[[ DATA open ]]
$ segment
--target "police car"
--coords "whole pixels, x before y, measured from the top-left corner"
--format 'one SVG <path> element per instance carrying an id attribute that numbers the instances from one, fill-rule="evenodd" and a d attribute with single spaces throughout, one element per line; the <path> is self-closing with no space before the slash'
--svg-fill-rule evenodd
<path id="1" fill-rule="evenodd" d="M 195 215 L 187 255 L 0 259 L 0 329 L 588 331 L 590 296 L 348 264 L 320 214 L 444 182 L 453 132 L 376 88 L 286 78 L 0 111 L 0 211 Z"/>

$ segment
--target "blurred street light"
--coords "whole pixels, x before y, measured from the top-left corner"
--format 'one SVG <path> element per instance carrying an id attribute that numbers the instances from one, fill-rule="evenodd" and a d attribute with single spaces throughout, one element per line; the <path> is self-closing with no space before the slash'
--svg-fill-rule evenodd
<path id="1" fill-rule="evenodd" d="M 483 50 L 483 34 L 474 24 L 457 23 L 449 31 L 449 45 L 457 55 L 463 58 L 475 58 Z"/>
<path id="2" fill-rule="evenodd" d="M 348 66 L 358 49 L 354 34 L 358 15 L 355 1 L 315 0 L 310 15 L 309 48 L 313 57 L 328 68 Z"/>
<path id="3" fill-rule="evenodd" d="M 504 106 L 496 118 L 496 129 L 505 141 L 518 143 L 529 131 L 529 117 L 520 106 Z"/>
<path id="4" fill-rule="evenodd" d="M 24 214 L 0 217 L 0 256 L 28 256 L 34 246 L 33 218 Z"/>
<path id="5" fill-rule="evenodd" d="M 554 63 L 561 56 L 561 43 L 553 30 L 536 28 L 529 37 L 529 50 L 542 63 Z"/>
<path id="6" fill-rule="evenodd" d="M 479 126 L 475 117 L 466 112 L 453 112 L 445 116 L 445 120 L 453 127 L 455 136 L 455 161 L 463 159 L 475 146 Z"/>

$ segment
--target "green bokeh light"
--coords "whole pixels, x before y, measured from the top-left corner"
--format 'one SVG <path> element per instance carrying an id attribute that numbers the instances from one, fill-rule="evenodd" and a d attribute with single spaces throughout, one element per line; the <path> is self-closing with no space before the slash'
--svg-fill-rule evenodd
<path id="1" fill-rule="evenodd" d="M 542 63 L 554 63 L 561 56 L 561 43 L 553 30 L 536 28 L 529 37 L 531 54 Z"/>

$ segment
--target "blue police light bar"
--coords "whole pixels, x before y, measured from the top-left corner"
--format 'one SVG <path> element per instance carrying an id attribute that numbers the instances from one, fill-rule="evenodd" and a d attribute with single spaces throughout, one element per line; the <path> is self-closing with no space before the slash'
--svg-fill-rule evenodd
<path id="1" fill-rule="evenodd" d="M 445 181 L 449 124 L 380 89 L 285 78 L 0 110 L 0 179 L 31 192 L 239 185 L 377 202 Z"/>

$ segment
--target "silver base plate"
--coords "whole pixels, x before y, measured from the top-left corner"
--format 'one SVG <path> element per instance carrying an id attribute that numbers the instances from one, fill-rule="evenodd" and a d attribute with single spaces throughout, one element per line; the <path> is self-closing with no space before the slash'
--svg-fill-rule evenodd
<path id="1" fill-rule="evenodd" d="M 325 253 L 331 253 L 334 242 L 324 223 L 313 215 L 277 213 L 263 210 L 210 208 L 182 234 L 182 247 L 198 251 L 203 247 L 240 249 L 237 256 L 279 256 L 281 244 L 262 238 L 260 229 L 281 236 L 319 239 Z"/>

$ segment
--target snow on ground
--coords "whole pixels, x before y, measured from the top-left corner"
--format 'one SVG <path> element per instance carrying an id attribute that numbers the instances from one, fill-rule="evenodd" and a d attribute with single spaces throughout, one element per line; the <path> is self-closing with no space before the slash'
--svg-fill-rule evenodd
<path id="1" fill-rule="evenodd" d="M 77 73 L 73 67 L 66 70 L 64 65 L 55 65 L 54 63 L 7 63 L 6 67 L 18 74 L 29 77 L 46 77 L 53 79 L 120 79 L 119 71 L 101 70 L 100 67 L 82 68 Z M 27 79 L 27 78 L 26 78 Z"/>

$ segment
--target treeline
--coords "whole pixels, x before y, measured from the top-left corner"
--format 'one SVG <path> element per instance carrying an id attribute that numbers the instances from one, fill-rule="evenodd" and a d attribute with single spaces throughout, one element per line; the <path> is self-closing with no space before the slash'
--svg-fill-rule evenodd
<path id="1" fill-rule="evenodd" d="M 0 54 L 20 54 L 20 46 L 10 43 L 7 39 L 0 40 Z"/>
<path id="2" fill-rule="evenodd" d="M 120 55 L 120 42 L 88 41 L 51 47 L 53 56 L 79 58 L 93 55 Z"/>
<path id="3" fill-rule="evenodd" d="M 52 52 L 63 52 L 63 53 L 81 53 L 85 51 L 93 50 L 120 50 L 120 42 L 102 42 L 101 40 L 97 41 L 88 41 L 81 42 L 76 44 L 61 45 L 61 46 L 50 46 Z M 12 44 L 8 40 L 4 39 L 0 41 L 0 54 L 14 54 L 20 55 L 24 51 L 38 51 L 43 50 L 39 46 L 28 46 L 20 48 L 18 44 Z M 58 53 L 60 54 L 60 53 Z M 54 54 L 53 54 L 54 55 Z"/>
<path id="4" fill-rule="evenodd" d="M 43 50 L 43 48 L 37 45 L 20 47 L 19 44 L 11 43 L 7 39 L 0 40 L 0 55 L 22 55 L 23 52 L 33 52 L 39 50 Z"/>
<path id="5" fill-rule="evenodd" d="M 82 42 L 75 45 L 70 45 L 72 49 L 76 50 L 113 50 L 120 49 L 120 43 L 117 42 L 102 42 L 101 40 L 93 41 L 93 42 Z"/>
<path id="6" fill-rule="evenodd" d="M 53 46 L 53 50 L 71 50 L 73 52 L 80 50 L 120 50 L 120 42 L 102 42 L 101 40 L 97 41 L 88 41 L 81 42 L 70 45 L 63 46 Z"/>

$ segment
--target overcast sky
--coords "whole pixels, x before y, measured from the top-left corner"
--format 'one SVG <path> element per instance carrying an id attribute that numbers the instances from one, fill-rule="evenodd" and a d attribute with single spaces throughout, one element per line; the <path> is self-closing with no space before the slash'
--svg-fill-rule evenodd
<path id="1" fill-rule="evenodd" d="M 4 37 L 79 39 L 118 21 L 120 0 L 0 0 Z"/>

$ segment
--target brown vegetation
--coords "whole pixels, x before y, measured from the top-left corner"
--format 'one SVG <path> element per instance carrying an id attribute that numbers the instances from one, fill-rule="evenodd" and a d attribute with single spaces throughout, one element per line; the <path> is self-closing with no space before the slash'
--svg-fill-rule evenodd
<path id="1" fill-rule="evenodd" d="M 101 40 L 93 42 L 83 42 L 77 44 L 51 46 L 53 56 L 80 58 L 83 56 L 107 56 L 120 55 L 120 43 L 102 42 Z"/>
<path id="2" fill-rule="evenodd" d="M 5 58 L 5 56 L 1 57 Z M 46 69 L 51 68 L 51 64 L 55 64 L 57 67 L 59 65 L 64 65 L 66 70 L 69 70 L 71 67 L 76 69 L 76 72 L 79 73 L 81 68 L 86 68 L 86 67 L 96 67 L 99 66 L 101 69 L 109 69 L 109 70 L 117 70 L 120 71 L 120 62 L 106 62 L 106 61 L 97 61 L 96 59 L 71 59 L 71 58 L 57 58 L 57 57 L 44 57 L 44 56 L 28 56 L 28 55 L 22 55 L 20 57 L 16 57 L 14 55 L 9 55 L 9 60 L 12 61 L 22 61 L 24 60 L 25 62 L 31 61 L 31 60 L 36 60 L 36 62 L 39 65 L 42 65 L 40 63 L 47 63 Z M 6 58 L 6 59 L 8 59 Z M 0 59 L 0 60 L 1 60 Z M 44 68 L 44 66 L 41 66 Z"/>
[[ DATA closed ]]
◆ PROBLEM TO WORK ON: List each line of the records that holds the string "target".

◆ TASK RESPONSE:
--target "police car"
--target "blurred street light"
--target "green bokeh light"
--target "blue police light bar"
--target "silver base plate"
--target snow on ground
--target treeline
--target overcast sky
--target brown vegetation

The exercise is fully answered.